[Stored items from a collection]
........

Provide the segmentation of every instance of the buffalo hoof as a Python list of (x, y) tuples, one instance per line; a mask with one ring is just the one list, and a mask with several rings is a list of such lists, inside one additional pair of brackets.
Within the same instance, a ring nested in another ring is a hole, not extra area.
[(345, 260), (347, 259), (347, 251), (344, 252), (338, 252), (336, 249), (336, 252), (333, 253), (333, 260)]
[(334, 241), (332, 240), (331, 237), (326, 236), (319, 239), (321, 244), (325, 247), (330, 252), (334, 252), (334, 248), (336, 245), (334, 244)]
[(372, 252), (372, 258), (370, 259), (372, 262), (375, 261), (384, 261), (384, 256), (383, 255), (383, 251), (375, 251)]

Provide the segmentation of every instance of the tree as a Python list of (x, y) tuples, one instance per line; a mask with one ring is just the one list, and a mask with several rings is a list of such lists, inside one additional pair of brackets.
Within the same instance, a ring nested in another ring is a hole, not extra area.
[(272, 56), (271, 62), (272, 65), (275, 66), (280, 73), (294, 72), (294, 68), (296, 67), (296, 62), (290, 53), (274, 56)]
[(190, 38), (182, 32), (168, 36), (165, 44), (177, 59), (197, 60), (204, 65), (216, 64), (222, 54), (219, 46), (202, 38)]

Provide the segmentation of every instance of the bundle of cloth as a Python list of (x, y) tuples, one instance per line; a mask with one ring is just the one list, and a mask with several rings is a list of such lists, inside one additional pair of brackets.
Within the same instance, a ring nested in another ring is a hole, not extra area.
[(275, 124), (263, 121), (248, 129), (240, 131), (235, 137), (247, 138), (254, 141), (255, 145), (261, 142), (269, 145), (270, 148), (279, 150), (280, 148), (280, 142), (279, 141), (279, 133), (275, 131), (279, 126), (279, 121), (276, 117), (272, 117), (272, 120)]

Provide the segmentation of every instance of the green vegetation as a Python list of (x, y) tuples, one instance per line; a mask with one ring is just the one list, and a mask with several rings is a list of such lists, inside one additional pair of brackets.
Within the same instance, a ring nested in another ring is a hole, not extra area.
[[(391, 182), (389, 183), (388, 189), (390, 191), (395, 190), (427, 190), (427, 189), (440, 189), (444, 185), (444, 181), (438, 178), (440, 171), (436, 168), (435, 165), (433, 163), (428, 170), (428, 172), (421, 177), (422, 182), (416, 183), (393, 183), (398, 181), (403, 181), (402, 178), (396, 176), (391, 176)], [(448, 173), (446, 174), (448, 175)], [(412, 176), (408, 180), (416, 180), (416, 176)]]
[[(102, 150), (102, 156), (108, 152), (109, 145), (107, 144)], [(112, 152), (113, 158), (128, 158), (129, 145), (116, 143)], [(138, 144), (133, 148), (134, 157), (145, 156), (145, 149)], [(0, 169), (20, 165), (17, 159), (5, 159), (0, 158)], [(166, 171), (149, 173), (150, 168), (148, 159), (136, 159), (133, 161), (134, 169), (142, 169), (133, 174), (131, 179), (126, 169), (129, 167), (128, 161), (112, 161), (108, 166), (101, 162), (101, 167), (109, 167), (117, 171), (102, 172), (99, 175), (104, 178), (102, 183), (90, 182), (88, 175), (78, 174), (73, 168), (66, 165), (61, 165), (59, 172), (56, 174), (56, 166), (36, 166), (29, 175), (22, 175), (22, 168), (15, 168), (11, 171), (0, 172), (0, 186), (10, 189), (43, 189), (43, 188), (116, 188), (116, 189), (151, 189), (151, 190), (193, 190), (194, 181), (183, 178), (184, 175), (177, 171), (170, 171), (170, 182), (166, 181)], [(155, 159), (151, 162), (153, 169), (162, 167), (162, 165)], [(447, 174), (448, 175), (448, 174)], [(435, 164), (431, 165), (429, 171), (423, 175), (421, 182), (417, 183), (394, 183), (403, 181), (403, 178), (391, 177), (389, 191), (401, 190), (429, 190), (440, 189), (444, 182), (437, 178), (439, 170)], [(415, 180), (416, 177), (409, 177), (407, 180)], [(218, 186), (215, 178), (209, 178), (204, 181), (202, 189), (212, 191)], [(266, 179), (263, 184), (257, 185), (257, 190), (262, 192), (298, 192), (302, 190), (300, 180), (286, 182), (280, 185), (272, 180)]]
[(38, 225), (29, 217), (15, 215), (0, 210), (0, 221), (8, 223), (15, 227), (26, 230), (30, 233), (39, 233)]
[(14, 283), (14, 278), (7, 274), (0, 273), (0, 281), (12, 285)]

........

§ What you will do
Number every row above in a list, skipping the blank lines.

§ Finished answer
1. Provide the segmentation of every instance of the buffalo hoof as a Python list of (x, y) tuples, one instance per line; a mask with one ring is just the one list, and a mask with several rings is a list of such lists, inside one additional pair of brackets.
2. Within the same instance, a ring nested in another ring is a hole, not extra area.
3. [(345, 260), (347, 259), (347, 251), (344, 252), (338, 252), (336, 249), (336, 252), (333, 253), (333, 260)]
4. [(334, 241), (332, 240), (331, 237), (326, 236), (319, 239), (321, 244), (325, 247), (330, 252), (334, 252), (334, 248), (336, 245), (334, 244)]
5. [(372, 252), (372, 258), (370, 259), (372, 262), (375, 261), (384, 261), (384, 256), (383, 255), (383, 251), (375, 251)]
6. Provide the segmentation of every instance of the tree as a Python list of (x, y) tuples, one instance per line; a mask with one ring is just the one list, and a mask with several rings is a list of such lists, inside one additional pair of brackets.
7. Within the same instance, a ring nested in another ring is a hole, not extra area.
8. [(272, 56), (271, 62), (272, 65), (275, 66), (280, 73), (294, 72), (294, 68), (296, 67), (296, 62), (290, 53), (274, 56)]
9. [(190, 38), (182, 32), (168, 36), (165, 44), (177, 59), (197, 60), (204, 65), (216, 64), (222, 54), (219, 46), (202, 38)]
10. Provide the segmentation of every instance of the bundle of cloth as a Python list of (x, y) tuples, one instance per line; a mask with one ring is just the one list, and a mask with several rings is a list of such lists, inside one additional pair of brackets.
11. Within the same instance, a ring nested in another ring is a hole, not extra area.
12. [(275, 124), (263, 121), (248, 129), (240, 131), (235, 137), (247, 138), (254, 141), (255, 145), (261, 142), (269, 145), (270, 148), (279, 150), (280, 148), (280, 142), (279, 141), (279, 133), (275, 131), (279, 126), (279, 121), (276, 117), (272, 117), (272, 120)]
13. Provide the segmentation of every instance of the green vegetation as a Python list of (x, y) tuples, one instance per line; a mask with one ring is just the one list, and a mask with several rings is a list of such lists, inside one additional pair of brackets.
14. Within the same instance, a ring nested in another ring is a hole, not extra area.
15. [[(391, 182), (389, 183), (388, 189), (390, 191), (395, 190), (427, 190), (427, 189), (440, 189), (444, 185), (444, 181), (438, 178), (440, 171), (436, 168), (435, 165), (433, 163), (428, 170), (428, 172), (421, 177), (422, 182), (416, 183), (393, 183), (398, 181), (403, 181), (402, 178), (396, 176), (391, 176)], [(448, 173), (446, 174), (448, 175)], [(412, 176), (408, 180), (416, 180), (416, 176)]]
16. [[(102, 150), (102, 156), (108, 152), (109, 145), (107, 144)], [(112, 152), (113, 158), (128, 158), (129, 145), (116, 143)], [(138, 144), (133, 148), (134, 157), (145, 156), (145, 149)], [(0, 169), (20, 165), (17, 159), (5, 159), (0, 158)], [(166, 171), (149, 173), (150, 168), (148, 159), (136, 159), (133, 161), (134, 169), (142, 169), (133, 174), (131, 179), (126, 169), (129, 167), (128, 161), (112, 161), (108, 166), (101, 162), (101, 167), (109, 167), (117, 171), (102, 172), (99, 175), (104, 178), (102, 183), (90, 182), (88, 175), (78, 174), (73, 168), (66, 165), (61, 165), (59, 172), (56, 174), (56, 166), (36, 166), (29, 175), (22, 175), (22, 168), (15, 168), (11, 171), (0, 172), (0, 186), (10, 189), (43, 189), (43, 188), (116, 188), (116, 189), (151, 189), (151, 190), (193, 190), (194, 181), (183, 178), (184, 175), (177, 171), (170, 171), (170, 182), (166, 181)], [(155, 159), (151, 162), (153, 169), (162, 167), (162, 165)], [(447, 174), (448, 175), (448, 174)], [(435, 164), (431, 165), (429, 171), (423, 175), (421, 182), (417, 183), (394, 183), (403, 181), (403, 178), (391, 177), (389, 191), (401, 190), (429, 190), (440, 189), (444, 182), (437, 178), (439, 170)], [(415, 180), (416, 177), (409, 177), (407, 180)], [(218, 186), (215, 178), (209, 178), (204, 181), (202, 189), (212, 191)], [(266, 179), (263, 184), (257, 185), (257, 190), (262, 192), (298, 192), (302, 190), (300, 180), (286, 182), (280, 185), (272, 180)]]
17. [(38, 225), (29, 217), (15, 215), (0, 210), (0, 221), (8, 223), (15, 227), (26, 230), (30, 233), (39, 233)]
18. [(14, 283), (14, 278), (7, 274), (0, 273), (0, 281), (12, 285)]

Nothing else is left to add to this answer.